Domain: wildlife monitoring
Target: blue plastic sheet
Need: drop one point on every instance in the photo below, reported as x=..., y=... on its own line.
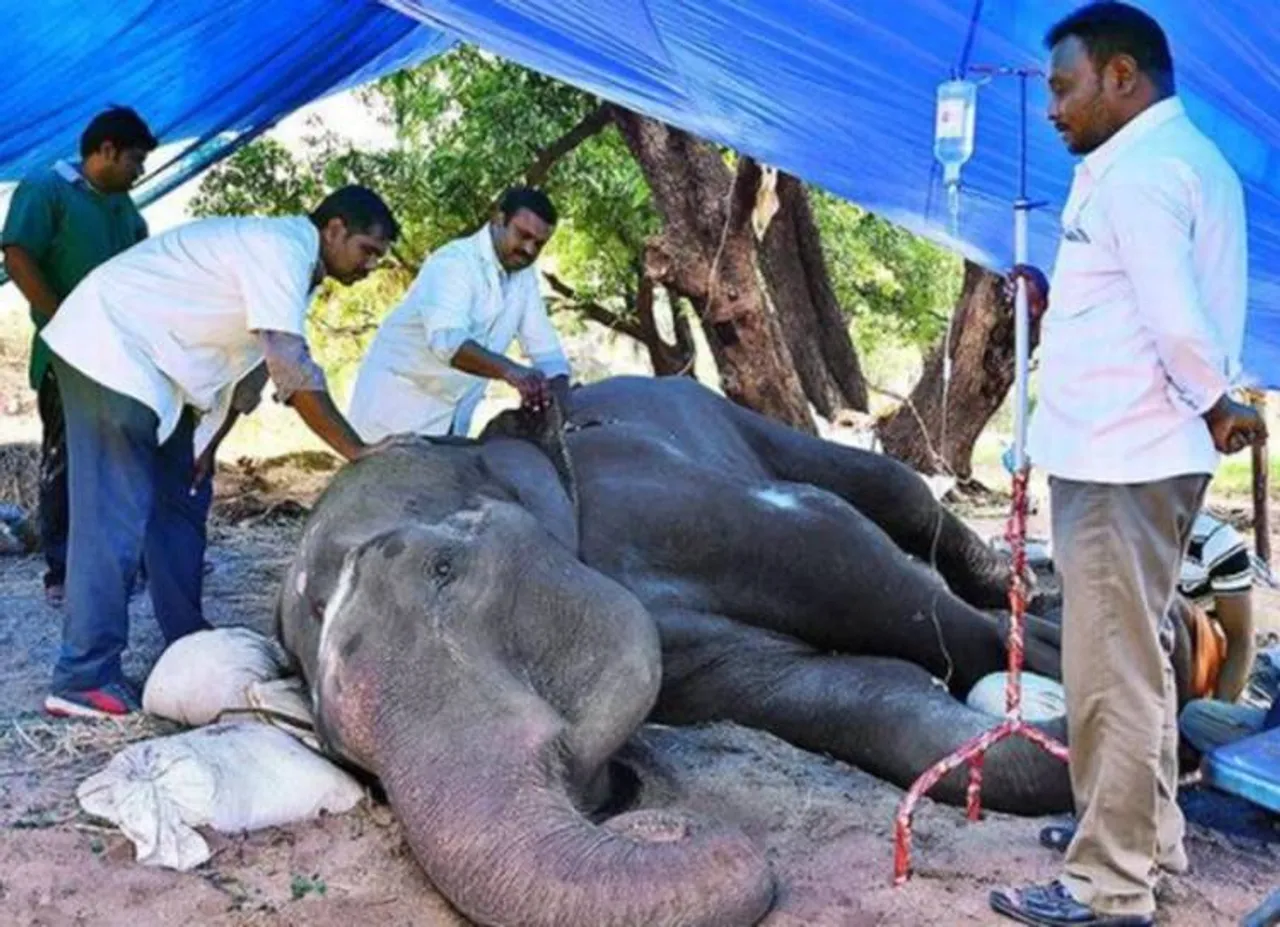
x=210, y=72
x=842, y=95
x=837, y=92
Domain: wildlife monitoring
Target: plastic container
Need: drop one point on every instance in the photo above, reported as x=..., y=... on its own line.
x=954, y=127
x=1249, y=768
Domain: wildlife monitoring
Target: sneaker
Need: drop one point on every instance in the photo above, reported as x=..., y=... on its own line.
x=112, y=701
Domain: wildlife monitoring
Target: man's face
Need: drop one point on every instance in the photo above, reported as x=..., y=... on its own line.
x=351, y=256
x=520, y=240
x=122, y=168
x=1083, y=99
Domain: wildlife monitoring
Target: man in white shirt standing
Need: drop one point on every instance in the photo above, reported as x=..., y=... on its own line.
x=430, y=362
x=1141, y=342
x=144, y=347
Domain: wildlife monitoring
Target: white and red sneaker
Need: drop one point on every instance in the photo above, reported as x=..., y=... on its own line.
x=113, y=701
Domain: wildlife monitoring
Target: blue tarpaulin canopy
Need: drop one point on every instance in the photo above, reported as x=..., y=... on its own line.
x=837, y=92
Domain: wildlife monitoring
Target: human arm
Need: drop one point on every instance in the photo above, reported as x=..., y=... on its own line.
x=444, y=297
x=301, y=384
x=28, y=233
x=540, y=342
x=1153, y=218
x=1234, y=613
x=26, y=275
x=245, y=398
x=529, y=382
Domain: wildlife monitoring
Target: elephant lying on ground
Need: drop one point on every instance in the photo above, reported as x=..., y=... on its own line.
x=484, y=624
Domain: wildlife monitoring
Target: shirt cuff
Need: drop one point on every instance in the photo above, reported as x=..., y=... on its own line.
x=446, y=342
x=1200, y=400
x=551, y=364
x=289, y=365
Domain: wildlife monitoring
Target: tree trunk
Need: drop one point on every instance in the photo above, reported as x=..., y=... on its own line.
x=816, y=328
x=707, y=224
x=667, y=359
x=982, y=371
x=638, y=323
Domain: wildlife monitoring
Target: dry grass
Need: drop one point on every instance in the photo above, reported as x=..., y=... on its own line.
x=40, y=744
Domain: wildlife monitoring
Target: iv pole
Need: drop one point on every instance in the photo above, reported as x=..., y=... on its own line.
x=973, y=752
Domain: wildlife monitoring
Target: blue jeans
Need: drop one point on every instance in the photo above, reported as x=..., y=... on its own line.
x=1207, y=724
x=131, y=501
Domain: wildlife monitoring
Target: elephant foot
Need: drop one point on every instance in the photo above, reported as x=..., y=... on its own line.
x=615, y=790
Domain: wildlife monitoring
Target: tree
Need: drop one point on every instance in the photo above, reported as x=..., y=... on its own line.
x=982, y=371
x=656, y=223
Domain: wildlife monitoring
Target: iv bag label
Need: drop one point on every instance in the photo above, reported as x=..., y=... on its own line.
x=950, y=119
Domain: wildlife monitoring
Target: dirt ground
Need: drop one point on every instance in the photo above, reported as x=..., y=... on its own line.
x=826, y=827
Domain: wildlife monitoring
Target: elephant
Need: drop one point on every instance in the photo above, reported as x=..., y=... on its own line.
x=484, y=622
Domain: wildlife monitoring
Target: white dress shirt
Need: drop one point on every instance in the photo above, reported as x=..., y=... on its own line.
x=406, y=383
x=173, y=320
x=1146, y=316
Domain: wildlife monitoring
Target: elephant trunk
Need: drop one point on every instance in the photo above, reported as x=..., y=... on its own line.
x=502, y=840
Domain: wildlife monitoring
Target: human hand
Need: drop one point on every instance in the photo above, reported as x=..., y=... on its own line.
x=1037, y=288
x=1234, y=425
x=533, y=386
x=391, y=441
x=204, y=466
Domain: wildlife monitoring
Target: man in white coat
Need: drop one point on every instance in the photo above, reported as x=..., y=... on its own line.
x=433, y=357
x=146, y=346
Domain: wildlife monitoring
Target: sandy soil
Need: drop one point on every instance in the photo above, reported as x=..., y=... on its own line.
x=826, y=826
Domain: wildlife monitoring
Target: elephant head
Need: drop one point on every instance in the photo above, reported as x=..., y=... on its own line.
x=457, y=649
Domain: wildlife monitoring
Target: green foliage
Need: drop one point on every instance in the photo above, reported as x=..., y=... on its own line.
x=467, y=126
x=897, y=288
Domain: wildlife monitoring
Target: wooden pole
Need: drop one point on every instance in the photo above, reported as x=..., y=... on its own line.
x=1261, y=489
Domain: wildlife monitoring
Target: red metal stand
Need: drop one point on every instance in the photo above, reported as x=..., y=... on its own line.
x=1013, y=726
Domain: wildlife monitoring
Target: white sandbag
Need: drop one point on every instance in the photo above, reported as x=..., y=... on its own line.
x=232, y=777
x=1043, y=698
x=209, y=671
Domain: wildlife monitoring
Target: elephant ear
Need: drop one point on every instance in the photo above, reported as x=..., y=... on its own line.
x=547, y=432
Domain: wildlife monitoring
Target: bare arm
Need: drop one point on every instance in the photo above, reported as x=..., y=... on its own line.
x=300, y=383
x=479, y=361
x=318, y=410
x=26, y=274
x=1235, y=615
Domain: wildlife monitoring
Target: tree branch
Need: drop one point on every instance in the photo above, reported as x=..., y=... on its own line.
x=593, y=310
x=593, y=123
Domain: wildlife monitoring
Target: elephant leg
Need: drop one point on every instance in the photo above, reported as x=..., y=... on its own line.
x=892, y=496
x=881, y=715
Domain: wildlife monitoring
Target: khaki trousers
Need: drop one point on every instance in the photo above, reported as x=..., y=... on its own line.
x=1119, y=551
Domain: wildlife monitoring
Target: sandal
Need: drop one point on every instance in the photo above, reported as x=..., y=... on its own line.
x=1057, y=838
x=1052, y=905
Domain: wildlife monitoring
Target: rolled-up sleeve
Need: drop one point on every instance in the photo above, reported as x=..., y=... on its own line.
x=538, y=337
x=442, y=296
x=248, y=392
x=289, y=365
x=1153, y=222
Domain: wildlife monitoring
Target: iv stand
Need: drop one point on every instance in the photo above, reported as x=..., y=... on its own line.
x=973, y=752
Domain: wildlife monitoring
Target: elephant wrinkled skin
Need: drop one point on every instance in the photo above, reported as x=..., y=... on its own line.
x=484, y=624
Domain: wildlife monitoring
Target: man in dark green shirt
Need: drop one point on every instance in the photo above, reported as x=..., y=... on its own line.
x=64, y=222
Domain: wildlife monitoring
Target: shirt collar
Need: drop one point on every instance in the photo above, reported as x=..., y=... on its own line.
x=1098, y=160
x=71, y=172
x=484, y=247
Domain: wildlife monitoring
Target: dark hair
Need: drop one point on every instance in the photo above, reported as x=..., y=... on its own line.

◆ ◆ ◆ ◆

• Stated task: Lay out every line of the records above as a Markdown table with two columns, Row for the row number and Line for the line itself, skipping any blank lines. Leave the pictures out of the table.

• Response below:
| Row | Line |
|---|---|
| 1 | Domain: wildlife monitoring |
| 2 | Target: blue plastic sheet |
| 3 | Need: drop one point on every instance in the photo below, reported as x=..., y=... on its own line. |
| 4 | x=210, y=72 |
| 5 | x=842, y=95 |
| 6 | x=837, y=92 |
| 7 | Domain: wildlife monitoring |
| 8 | Target: plastic container |
| 9 | Need: drop one point on every instance in the photo above, reported as x=..., y=... on its own line. |
| 10 | x=954, y=127 |
| 11 | x=1249, y=768 |
| 12 | Domain: wildlife monitoring |
| 13 | Target: sneaker |
| 14 | Need: drop one point on every instance in the photo above, reported as x=..., y=... on its own line. |
| 15 | x=112, y=701 |
| 16 | Domain: wildlife monitoring |
| 17 | Target: man's face |
| 18 | Need: drop one point on every instance in the photo above, reported as x=..., y=... on its own line. |
| 19 | x=351, y=256 |
| 20 | x=520, y=240 |
| 21 | x=122, y=168 |
| 22 | x=1083, y=99 |
| 23 | Domain: wildlife monitoring |
| 24 | Target: man in white shirt standing |
| 25 | Need: drop one point on every instance in the photo above, reported as x=..., y=... on its own line. |
| 26 | x=430, y=362 |
| 27 | x=1141, y=342 |
| 28 | x=144, y=347 |
| 29 | Domain: wildlife monitoring |
| 30 | Target: white and red sneaker |
| 31 | Need: drop one point on every instance in the photo above, reported as x=..., y=... on its own line. |
| 32 | x=113, y=701 |
| 33 | Domain: wildlife monitoring |
| 34 | Target: blue tarpaulin canopy |
| 35 | Need: drop one point on every instance in the photo above, reported as x=..., y=... on its own line. |
| 36 | x=837, y=92 |
| 37 | Domain: wildlife monitoring |
| 38 | Target: human arm |
| 39 | Need: drop one point on every instance in the photo above, reported as x=..., y=... on its own line. |
| 40 | x=444, y=297 |
| 41 | x=301, y=384 |
| 42 | x=28, y=233 |
| 43 | x=540, y=342 |
| 44 | x=1153, y=218 |
| 45 | x=1234, y=613 |
| 46 | x=26, y=275 |
| 47 | x=245, y=398 |
| 48 | x=529, y=382 |
| 49 | Domain: wildlife monitoring |
| 50 | Target: elephant lying on ground |
| 51 | Need: drop one point on every instance in the photo above, reported as x=..., y=... on its own line. |
| 52 | x=484, y=624 |
| 53 | Domain: wildlife monitoring |
| 54 | Target: shirt cuff |
| 55 | Need: drop one point on every instance in the photo above, reported as x=..., y=... on its own line. |
| 56 | x=446, y=342 |
| 57 | x=1200, y=400 |
| 58 | x=551, y=364 |
| 59 | x=289, y=365 |
| 60 | Domain: wildlife monitoring |
| 61 | Target: tree trunk |
| 62 | Need: drop one point on every instance in the photo above, reported as x=..., y=... on its own line. |
| 63 | x=816, y=328 |
| 64 | x=707, y=224 |
| 65 | x=667, y=359 |
| 66 | x=982, y=371 |
| 67 | x=638, y=323 |
| 68 | Domain: wildlife monitoring |
| 69 | Target: dry grass |
| 70 | Need: drop one point on every instance in the photo above, reported as x=..., y=... on its own line. |
| 71 | x=40, y=744 |
| 72 | Domain: wildlife monitoring |
| 73 | Target: iv pole |
| 74 | Need: drop one point on every instance in the photo above, reported as x=..., y=... on its own line. |
| 75 | x=973, y=752 |
| 76 | Domain: wildlife monitoring |
| 77 | Target: blue jeans |
| 78 | Need: drop one point on every instance in the photo above, reported as x=..., y=... on its own line. |
| 79 | x=1207, y=724 |
| 80 | x=131, y=501 |
| 81 | Domain: wildlife monitoring |
| 82 | Target: elephant foot |
| 83 | Need: drop one point on every instance in the photo above, reported as x=..., y=... on its own line. |
| 84 | x=615, y=790 |
| 85 | Domain: wildlife monitoring |
| 86 | Target: tree |
| 87 | Need: drop one point on every instance in the photo above, reported as x=..., y=... on its own line. |
| 88 | x=982, y=371 |
| 89 | x=656, y=223 |
| 90 | Domain: wildlife monitoring |
| 91 | Target: iv bag label |
| 92 | Need: drop one point on every instance in the photo above, reported as x=..., y=... on its own line. |
| 93 | x=950, y=119 |
| 94 | Domain: wildlife monitoring |
| 95 | Target: dirt ground |
| 96 | Need: drop one point on every instance in the photo above, reported as x=..., y=... on its own line. |
| 97 | x=826, y=827 |
| 98 | Domain: wildlife monitoring |
| 99 | Target: elephant |
| 100 | Need: drop one point on every instance in the photo above, reported as x=..., y=... on its own line. |
| 101 | x=484, y=622 |
| 102 | Domain: wildlife monitoring |
| 103 | Target: white dress shirt |
| 104 | Need: drop one point on every instance in the photo above, reported as x=..., y=... on its own line. |
| 105 | x=406, y=383 |
| 106 | x=173, y=320 |
| 107 | x=1146, y=316 |
| 108 | Domain: wildlife monitoring |
| 109 | Target: elephant trunk |
| 110 | Need: drop one point on every instance in the photo above, reported as x=..., y=... on its own line. |
| 111 | x=502, y=840 |
| 112 | Domain: wildlife monitoring |
| 113 | Target: human hand |
| 114 | Need: drop one point on every instance in the photo above, reported as x=..., y=... on its own line. |
| 115 | x=1037, y=288 |
| 116 | x=1234, y=425 |
| 117 | x=533, y=386 |
| 118 | x=391, y=441 |
| 119 | x=204, y=466 |
| 120 | Domain: wildlife monitoring |
| 121 | Target: man in white coat |
| 122 | Need: drop one point on every instance in the photo above, reported as x=..., y=... on its own line. |
| 123 | x=433, y=357 |
| 124 | x=146, y=346 |
| 125 | Domain: wildlife monitoring |
| 126 | Target: sandy soil |
| 127 | Need: drop one point on every instance in the photo above, reported as x=..., y=... on its own line. |
| 128 | x=826, y=826 |
| 129 | Domain: wildlife monitoring |
| 130 | Target: elephant head |
| 131 | Need: drop one point on every instance in the photo above, reported as x=..., y=... on its own line. |
| 132 | x=457, y=649 |
| 133 | Domain: wildlife monitoring |
| 134 | Target: green foliage |
| 135 | Need: drop one point on every instance in the photo above, reported as x=..., y=... on its own line. |
| 136 | x=467, y=126 |
| 137 | x=897, y=288 |
| 138 | Domain: wildlife monitoring |
| 139 | Target: wooden pole |
| 140 | Need: drop one point on every instance in the photo above, reported as x=..., y=... on its own line. |
| 141 | x=1261, y=489 |
| 142 | Domain: wildlife monitoring |
| 143 | Target: red metal stand |
| 144 | Need: drop one point on every instance in the photo above, reported as x=..., y=... on its own line. |
| 145 | x=1013, y=726 |
| 146 | Domain: wildlife monitoring |
| 147 | Target: white sandbag |
| 148 | Need: drop one point on every instance in the photo above, reported as x=..., y=... on its own line. |
| 149 | x=232, y=777 |
| 150 | x=1043, y=698 |
| 151 | x=209, y=671 |
| 152 | Domain: wildlife monitoring |
| 153 | Target: elephant ear |
| 154 | Need: drop one point on every instance in the photo above, reported as x=..., y=... on its own line. |
| 155 | x=547, y=432 |
| 156 | Domain: wildlife monitoring |
| 157 | Target: bare arm |
| 158 | Need: drop one point on every instance in the photo above, reported as x=..., y=... on its own line. |
| 159 | x=300, y=383 |
| 160 | x=479, y=361 |
| 161 | x=318, y=410 |
| 162 | x=26, y=274 |
| 163 | x=1235, y=615 |
| 164 | Domain: wildlife monitoring |
| 165 | Target: tree branch |
| 166 | Need: drop one point on every instance in the photo above, reported as x=..., y=... on its own line. |
| 167 | x=593, y=310 |
| 168 | x=593, y=123 |
| 169 | Domain: wildlife monitoring |
| 170 | Target: elephant leg |
| 171 | Need: drop one point on every instance in the photo above, reported as x=..., y=... on its own line. |
| 172 | x=892, y=496 |
| 173 | x=881, y=715 |
| 174 | Domain: wildlife monitoring |
| 175 | Target: khaki trousers |
| 176 | Need: drop one point on every instance in the photo above, reported as x=..., y=... on its own line. |
| 177 | x=1119, y=551 |
| 178 | Domain: wildlife monitoring |
| 179 | Target: sandal |
| 180 | Need: drop one point on every instance in the photo above, reported as x=..., y=... on its own line. |
| 181 | x=1057, y=838 |
| 182 | x=1052, y=905 |
| 183 | Domain: wildlife monitoring |
| 184 | Target: rolled-up sleeve |
| 185 | Need: drop one point on every instance in the photo above, reported as x=..., y=... on its own line. |
| 186 | x=538, y=337 |
| 187 | x=442, y=296 |
| 188 | x=248, y=392 |
| 189 | x=289, y=365 |
| 190 | x=1153, y=222 |
| 191 | Domain: wildlife monitoring |
| 192 | Target: iv stand |
| 193 | Need: drop one point on every instance in the photo above, reported as x=..., y=... on its own line. |
| 194 | x=973, y=752 |
| 195 | Domain: wildlife monitoring |
| 196 | Target: elephant wrinkled skin |
| 197 | Need: drop one point on every instance in the photo above, reported as x=..., y=... on its own line. |
| 198 | x=484, y=624 |
| 199 | Domain: wildlife monitoring |
| 200 | Target: man in dark green shirt |
| 201 | Need: drop one point on every instance in the photo above, reported as x=..., y=... on its own line. |
| 202 | x=64, y=222 |
| 203 | Domain: wildlife monitoring |
| 204 | Target: shirt collar |
| 205 | Need: drop one point on every instance in the photo above, reported as x=..., y=... on its own line. |
| 206 | x=1098, y=160 |
| 207 | x=71, y=172 |
| 208 | x=484, y=247 |
| 209 | Domain: wildlife monitoring |
| 210 | Target: dark hair |
| 211 | Need: drop one point on every instance in the photo above, reported as x=..., y=... on its own line. |